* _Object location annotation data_
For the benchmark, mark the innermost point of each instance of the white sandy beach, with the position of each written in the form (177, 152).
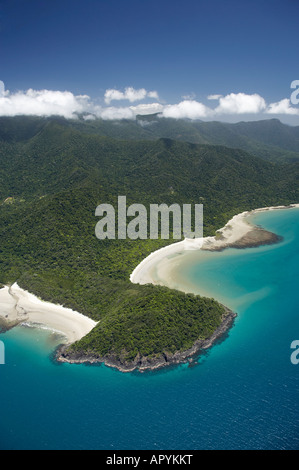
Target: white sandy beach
(18, 305)
(159, 261)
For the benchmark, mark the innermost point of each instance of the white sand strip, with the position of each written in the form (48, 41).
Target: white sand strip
(16, 304)
(234, 230)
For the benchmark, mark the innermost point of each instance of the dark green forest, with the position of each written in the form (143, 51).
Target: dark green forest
(53, 175)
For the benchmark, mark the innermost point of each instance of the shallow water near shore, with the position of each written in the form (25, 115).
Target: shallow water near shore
(242, 394)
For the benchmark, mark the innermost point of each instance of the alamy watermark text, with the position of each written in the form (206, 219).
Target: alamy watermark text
(143, 225)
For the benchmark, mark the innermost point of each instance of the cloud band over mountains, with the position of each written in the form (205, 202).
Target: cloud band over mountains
(68, 105)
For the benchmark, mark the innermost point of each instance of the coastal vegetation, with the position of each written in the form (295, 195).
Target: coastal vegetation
(53, 175)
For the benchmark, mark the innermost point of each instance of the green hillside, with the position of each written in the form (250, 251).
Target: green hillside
(52, 178)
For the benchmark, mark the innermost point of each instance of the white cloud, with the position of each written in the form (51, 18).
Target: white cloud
(214, 97)
(42, 103)
(2, 89)
(129, 94)
(150, 108)
(282, 107)
(241, 103)
(189, 109)
(112, 113)
(65, 103)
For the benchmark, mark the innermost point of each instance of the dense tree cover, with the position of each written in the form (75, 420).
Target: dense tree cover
(53, 176)
(267, 139)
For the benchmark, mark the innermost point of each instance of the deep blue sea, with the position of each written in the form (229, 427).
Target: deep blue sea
(242, 394)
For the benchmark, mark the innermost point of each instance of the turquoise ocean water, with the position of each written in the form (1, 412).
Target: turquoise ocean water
(242, 394)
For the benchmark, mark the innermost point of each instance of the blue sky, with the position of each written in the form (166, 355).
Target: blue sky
(181, 50)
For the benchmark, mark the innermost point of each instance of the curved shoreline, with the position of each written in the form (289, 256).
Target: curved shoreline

* _INSTRUCTIONS FOR THE TASK_
Output the entries word for word, from the line that contains "form (75, 420)." up to and including the last line of the entries.

* _RESPONSE_
For the benchmark, mark the innermost point of each instance of the dense tree cover, with the position of each written in the form (75, 420).
Target: dense tree cover
(53, 176)
(267, 139)
For the benchmark, mark the innermost point of each instance of the deep blue sea, with the position of each written in the form (229, 427).
Target: deep blue sea
(242, 394)
For the benchmark, mark the innermost point of each instance of the turquoise ocean water, with the position of each written in the form (1, 412).
Target: turquoise ocean water
(242, 394)
For the benchmark, mark the innermost point of each instance of the blue sky, with the position of each written in the form (166, 355).
Target: blue sky
(181, 50)
For the benchmark, mark the innermost point of each instance of the curved shoreline, with the position of each written in the form (289, 256).
Target: curved shoreline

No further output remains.